What this task involves: Take the material below from its first line through the line containing "target: tiger head figure" and, please, write those lines again exactly.

Material to process:
[Start of section]
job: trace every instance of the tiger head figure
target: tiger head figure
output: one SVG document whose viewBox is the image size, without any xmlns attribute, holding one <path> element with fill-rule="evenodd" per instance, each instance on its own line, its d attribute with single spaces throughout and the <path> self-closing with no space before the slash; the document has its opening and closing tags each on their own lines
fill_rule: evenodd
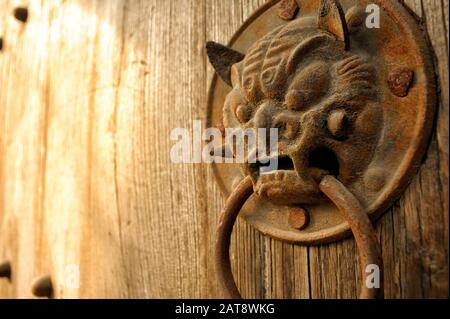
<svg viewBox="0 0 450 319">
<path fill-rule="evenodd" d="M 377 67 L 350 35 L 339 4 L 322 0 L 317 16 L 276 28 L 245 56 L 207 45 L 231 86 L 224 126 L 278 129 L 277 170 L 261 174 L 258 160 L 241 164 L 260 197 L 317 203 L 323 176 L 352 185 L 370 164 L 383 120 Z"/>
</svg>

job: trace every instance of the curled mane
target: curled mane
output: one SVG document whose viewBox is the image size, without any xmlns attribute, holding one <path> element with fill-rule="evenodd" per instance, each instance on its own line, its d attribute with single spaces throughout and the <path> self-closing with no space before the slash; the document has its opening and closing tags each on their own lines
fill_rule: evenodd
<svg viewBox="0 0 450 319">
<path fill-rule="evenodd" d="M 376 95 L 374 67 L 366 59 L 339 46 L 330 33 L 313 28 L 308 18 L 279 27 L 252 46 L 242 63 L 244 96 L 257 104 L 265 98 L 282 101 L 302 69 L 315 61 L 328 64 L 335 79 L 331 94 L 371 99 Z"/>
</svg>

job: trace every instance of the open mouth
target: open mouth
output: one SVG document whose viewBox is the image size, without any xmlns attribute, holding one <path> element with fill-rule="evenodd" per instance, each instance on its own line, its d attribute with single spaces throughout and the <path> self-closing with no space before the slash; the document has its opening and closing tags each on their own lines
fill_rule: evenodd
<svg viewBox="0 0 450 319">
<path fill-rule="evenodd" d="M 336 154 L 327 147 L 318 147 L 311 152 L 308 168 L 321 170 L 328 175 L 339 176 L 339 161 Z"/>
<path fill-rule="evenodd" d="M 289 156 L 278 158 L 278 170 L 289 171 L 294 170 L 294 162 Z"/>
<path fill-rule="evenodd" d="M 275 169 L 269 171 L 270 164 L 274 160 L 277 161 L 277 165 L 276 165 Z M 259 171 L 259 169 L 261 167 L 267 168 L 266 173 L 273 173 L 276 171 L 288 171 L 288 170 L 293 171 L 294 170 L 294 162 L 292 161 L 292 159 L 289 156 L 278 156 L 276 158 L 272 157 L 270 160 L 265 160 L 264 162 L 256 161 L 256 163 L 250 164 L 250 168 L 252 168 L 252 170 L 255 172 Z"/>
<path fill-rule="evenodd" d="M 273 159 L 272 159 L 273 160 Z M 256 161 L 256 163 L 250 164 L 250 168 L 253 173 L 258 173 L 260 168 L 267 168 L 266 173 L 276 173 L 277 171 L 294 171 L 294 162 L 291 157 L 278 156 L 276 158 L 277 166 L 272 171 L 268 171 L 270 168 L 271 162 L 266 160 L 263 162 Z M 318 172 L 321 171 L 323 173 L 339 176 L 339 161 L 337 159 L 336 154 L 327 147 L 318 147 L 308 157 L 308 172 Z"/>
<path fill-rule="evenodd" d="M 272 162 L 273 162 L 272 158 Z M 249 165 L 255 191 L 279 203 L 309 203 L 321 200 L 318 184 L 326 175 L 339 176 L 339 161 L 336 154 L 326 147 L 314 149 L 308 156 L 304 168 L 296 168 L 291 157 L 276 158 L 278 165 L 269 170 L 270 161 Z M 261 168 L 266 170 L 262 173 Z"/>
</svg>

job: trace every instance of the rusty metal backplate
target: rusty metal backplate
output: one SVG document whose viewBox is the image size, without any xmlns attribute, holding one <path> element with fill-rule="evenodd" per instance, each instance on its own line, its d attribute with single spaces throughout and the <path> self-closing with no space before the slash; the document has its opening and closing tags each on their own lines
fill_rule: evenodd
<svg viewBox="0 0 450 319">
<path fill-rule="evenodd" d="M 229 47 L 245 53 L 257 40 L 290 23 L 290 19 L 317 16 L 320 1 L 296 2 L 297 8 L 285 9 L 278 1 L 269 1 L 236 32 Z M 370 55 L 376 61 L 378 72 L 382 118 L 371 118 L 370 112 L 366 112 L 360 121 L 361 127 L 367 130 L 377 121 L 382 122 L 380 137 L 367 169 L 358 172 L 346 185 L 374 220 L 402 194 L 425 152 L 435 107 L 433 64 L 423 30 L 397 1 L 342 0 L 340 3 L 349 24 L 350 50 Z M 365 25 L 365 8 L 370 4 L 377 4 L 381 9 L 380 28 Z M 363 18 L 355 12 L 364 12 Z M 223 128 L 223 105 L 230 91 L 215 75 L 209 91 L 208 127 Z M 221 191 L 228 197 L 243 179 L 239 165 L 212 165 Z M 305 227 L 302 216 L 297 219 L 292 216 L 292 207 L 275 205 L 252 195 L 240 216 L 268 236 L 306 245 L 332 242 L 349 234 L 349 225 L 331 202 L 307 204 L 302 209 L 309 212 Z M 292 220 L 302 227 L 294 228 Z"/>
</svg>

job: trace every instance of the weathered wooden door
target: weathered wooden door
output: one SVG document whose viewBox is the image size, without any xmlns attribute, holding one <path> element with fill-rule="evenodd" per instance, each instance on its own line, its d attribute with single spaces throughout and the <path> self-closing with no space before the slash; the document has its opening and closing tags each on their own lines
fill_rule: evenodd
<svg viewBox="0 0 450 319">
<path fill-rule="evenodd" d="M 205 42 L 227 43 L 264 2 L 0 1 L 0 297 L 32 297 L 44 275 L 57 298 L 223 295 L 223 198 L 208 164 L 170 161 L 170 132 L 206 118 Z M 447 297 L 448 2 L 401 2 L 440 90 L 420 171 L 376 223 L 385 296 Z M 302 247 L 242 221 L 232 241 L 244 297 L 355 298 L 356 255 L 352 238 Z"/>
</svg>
[End of section]
Written reply:
job: trace every instance of the tiger head figure
target: tiger head figure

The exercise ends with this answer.